_Input data:_
[Start of section]
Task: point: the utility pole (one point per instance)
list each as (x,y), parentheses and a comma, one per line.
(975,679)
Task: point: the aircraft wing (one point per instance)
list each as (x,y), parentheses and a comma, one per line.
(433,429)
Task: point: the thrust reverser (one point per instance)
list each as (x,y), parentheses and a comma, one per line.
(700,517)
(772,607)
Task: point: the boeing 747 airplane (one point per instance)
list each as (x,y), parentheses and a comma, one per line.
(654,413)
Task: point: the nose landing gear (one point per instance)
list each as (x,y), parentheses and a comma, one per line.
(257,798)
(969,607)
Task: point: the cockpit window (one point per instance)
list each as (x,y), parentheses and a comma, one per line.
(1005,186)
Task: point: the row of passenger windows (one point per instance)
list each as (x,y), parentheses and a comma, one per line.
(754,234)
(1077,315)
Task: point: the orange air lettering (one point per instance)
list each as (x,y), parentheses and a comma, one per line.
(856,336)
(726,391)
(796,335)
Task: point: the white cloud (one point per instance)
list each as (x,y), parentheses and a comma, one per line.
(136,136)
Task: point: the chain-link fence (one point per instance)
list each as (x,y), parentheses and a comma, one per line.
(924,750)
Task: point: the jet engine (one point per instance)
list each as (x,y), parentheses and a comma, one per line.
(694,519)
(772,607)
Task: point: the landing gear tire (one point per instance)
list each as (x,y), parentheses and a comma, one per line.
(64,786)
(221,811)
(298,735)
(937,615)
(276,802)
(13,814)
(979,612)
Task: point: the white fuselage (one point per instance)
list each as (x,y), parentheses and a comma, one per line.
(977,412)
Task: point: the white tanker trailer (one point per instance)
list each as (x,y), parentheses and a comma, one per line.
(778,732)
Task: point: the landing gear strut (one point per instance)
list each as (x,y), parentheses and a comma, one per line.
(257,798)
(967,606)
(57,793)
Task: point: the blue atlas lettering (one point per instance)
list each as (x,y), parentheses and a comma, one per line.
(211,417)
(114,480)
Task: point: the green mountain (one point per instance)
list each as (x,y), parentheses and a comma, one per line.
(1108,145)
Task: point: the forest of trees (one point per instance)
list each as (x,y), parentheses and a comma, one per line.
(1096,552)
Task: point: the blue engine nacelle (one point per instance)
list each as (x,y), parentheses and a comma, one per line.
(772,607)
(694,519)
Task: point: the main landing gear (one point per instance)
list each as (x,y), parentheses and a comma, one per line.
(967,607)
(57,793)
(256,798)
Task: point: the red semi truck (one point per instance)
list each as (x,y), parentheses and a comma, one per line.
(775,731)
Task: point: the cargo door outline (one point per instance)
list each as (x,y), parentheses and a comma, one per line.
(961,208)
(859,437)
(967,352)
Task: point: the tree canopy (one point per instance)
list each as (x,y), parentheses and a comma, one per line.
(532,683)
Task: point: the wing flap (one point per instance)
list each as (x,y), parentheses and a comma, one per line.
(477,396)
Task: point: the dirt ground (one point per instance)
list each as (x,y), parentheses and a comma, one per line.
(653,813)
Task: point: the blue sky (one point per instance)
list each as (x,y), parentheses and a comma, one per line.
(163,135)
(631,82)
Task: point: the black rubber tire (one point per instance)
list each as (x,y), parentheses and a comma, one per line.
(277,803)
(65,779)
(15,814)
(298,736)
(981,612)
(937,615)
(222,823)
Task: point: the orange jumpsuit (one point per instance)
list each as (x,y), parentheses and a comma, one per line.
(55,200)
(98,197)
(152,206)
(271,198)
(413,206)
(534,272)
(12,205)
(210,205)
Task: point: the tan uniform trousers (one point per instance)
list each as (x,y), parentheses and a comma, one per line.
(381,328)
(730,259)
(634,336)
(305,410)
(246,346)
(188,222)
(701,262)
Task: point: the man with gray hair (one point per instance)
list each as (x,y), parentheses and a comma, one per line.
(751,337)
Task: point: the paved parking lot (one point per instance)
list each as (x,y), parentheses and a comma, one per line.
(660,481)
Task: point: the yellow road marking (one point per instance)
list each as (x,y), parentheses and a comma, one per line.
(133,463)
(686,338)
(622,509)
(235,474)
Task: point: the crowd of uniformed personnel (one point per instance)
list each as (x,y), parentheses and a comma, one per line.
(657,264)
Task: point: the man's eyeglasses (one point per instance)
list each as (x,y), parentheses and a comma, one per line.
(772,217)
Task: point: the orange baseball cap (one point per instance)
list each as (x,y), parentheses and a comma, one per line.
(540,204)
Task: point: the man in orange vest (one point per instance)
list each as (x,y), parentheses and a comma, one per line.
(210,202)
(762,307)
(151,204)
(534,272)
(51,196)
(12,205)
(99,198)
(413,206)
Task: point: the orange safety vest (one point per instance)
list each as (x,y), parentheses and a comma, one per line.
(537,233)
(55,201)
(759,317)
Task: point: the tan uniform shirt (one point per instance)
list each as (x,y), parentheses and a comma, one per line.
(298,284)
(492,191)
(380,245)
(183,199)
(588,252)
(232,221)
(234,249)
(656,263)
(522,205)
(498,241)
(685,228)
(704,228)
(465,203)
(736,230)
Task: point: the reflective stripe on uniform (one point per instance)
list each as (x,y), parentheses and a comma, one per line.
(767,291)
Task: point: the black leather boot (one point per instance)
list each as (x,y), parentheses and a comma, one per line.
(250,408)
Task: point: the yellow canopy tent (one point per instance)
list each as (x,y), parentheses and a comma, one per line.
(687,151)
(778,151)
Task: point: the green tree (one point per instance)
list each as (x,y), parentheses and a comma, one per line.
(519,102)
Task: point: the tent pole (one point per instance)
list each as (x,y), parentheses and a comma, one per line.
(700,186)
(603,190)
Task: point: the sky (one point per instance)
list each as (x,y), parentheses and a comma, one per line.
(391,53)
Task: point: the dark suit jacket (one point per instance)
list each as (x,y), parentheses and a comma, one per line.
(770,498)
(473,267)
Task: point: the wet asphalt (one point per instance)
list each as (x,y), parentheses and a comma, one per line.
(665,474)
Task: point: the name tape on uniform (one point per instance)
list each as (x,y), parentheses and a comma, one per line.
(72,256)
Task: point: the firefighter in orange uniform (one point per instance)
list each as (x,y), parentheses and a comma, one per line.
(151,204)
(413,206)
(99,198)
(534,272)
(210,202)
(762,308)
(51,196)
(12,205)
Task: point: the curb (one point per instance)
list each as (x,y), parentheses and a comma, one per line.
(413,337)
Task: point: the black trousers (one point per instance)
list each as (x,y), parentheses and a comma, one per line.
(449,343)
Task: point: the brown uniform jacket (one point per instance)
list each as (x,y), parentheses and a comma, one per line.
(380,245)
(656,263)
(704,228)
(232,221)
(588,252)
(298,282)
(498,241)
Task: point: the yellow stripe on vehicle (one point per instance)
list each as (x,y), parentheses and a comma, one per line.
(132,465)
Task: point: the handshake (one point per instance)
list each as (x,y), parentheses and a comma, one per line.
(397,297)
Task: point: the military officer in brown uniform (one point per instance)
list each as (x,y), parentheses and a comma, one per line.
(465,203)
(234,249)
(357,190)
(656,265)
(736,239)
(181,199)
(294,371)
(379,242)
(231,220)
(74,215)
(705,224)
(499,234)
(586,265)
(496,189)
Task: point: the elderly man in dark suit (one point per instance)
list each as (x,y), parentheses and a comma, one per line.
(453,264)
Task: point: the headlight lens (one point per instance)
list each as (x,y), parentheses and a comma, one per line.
[End of section]
_Exercise:_ Produce the whole listing again, exactly as it reads above.

_Solved exercise:_
Task: point: the utility pole (one point per instance)
list each as (x,y), parentheses and a comma, one per line.
(975,679)
Task: point: the aircraft wing (one point per instance)
list each as (x,y), parentheses and a comma, one per line.
(433,429)
Task: point: the thrust reverser (one point per instance)
list each as (x,y), parentheses and a comma, one per line.
(700,517)
(772,607)
Task: point: the boeing 747 airplane (one point per instance)
list each as (x,y), parentheses and a comma, one per line.
(654,413)
Task: point: the nose landing gear (one point per instance)
list each as (x,y), parentheses and a comma, one per line.
(257,798)
(969,607)
Task: point: the cockpit window (one point per instance)
list each as (x,y), parentheses and a comma, one per line.
(1005,186)
Task: point: the row of passenger windows (one point per instance)
list each as (x,y), parentheses and a comma, one per line.
(754,234)
(1077,315)
Task: point: the orange air lettering (one point per instance)
list each as (x,y), parentheses and a comma, one per line.
(856,336)
(726,391)
(796,335)
Task: point: the white cloud (one point per instance)
list each as (x,y), parentheses and a comma, one per line.
(136,136)
Task: point: the chain-link fence (one point per instance)
list each as (x,y), parentheses and a comma, one per line.
(924,750)
Task: point: the jet engine (one point per instance)
list each as (x,y), parentheses and a comma, one per line.
(694,519)
(772,607)
Task: point: the landing gear tire (one point per instance)
list each as (x,y), parentheses and a comma, one per line.
(64,786)
(221,811)
(298,735)
(937,615)
(276,802)
(13,814)
(979,612)
Task: point: the white fuselage (one point per instance)
list each as (x,y), parentheses and a comma, one per line.
(977,412)
Task: point: the white tanker trailer (one point per instance)
list each as (x,y), parentheses and a comma, one per line.
(778,732)
Task: point: the landing gear strut (one point per instance)
list each as (x,y), parentheses and a comma, one per line.
(257,798)
(967,606)
(57,793)
Task: point: the blue atlas lettering (one point per instance)
list each as (x,y), parentheses and a comma, one per line.
(211,417)
(114,480)
Task: point: the green mountain (one point per instance)
list each as (x,y), parentheses and a comma, one per line.
(1108,145)
Task: point: the forest of trees (one point per instance)
list each as (x,y), parentheses and a comma, one per line.
(1096,552)
Task: point: the blue engine nacelle (one point per instance)
list each as (x,y), parentheses and a comma, one per line.
(772,607)
(694,519)
Task: point: the main landing gear (one point per instance)
list each as (x,y), parentheses and a comma, one per line.
(967,607)
(57,793)
(256,798)
Task: point: the red semi truck (one point per instance)
list each as (x,y), parentheses and a comma, one per line.
(775,731)
Task: point: the cargo door outline (one point per instance)
list each as (x,y), parentheses and a comma, one per line.
(961,208)
(859,437)
(967,352)
Task: point: the tree canopy (one point per instance)
list each as (x,y), parentheses and a comma, one per line.
(532,683)
Task: point: the wing flap (one point per instance)
list each as (x,y), parentheses and a comma, one per line.
(477,396)
Task: point: the dirt ground (one point per instance)
list each as (x,y), parentheses and a comma, one per line.
(653,813)
Task: point: the blue sky (one point per instance)
list each as (x,y), parentheses and a comma, one per line.
(163,135)
(631,82)
Task: point: the black rubber tire (one point per instance)
list each as (x,y), parentheses and a comma, one per line.
(277,803)
(65,779)
(15,814)
(298,736)
(981,612)
(937,615)
(222,823)
Task: point: the orange jumpsuit (one point per instance)
list each as (x,y), parentheses and a comma, one per line.
(55,200)
(98,197)
(152,206)
(271,198)
(413,206)
(534,272)
(12,205)
(210,205)
Task: point: the tan uniform trousers (one point per instance)
list each as (x,y), parentheses and a comma, one per line.
(381,328)
(730,259)
(634,336)
(305,410)
(246,346)
(188,222)
(701,262)
Task: point: the man with gray hair (one point per instance)
list each as (x,y), parentheses and a comma, one per line.
(751,337)
Task: point: the paved parking lot (one point per instance)
list each as (x,y), parentheses and a comma, one per line.
(660,481)
Task: point: the yellow road marking (one point per instance)
list each as (x,y), parentheses and a comma, one per line.
(133,463)
(686,338)
(622,509)
(235,474)
Task: point: the crowd of uniformed personnel (one point per instance)
list each as (x,y), parentheses and a comma, one per line.
(657,264)
Task: point: the man's eyeglasses (one point per instance)
list each as (x,y), parentheses and a comma, one per line.
(772,217)
Task: point: the orange baseball cap (one point per instance)
list each as (x,y), parentheses and a comma, one per line.
(540,204)
Task: point: the man in orange vest (one point per instance)
list each as (x,y), parentheses and a comma, one per line.
(210,202)
(762,307)
(151,204)
(534,272)
(51,196)
(12,205)
(99,198)
(413,206)
Task: point: the orange safety vest (one point per instance)
list each as (x,y), parentheses and a comma, one per line.
(537,233)
(55,201)
(759,317)
Task: point: the tan uniform shirt (one point per instance)
list each as (x,y), parentheses and a comma, one per line.
(298,284)
(492,191)
(380,245)
(183,199)
(588,252)
(232,221)
(234,249)
(656,263)
(522,205)
(498,241)
(685,228)
(704,228)
(465,203)
(736,230)
Task: point: the reflective stripe on uniform (one point per instance)
list each as (x,y), parentheses and a comma, one per line.
(767,291)
Task: point: the black leather boot (one point per instance)
list each as (x,y), parentheses and a comma, one per line.
(250,408)
Task: point: the yellow canopy tent (one point per instance)
list each as (x,y), parentheses and a comma, one per line.
(687,151)
(778,151)
Task: point: the green tree (one point per instance)
list each as (x,y), parentheses and a comma, one per line.
(519,102)
Task: point: the tent pole (one point per instance)
list each as (x,y), parentheses and a comma, one per line.
(700,186)
(603,190)
Task: point: the sky (one point per instance)
list each as (x,y), parentheses and a comma, one per line.
(391,53)
Task: point: the dark suit jacket (one point per instance)
list each as (x,y), parentheses and a comma, one per line.
(770,498)
(473,267)
Task: point: the wet asphalt (one point per instance)
list each as (x,y), parentheses and a comma, one per line.
(665,474)
Task: point: the name tape on uniform (one point per instance)
list each as (x,y), parentheses and a comma, one per line.
(72,256)
Task: point: the firefighter in orange uniform (one point per instance)
list each as (x,y), parentheses and a comma, one per line.
(151,204)
(413,206)
(99,198)
(534,272)
(210,202)
(762,308)
(51,196)
(12,205)
Task: point: the curb (one point per instance)
list each as (x,y), parentheses and a comma, one per line.
(413,337)
Task: point: the black trousers (one point per instance)
list each as (x,y), parentheses and a comma, one per line.
(449,343)
Task: point: the brown uniform jacket (one point per instance)
list each as (x,y), parentheses and a comma, one per line.
(380,245)
(656,263)
(704,228)
(232,221)
(588,252)
(298,282)
(498,241)
Task: point: the yellow stripe on vehicle (one point per instance)
list each as (x,y), parentheses and a comma, one per line.
(132,465)
Task: point: the handshake (one point per instance)
list each as (x,y), parentheses and a comma, one per line.
(397,297)
Task: point: the military officer in brown uniform (one point per instance)
list each as (x,y), parentheses and a comma, one per line.
(465,203)
(234,249)
(357,190)
(656,265)
(736,239)
(181,199)
(294,371)
(379,242)
(231,220)
(74,215)
(705,224)
(499,234)
(586,265)
(496,189)
Task: point: the elderly man in dark suit (one point per instance)
list each as (x,y), parentheses and a comma, one per line.
(453,264)
Task: point: the headlight lens (one point per instance)
list each as (x,y), parentheses and a comma, one per line.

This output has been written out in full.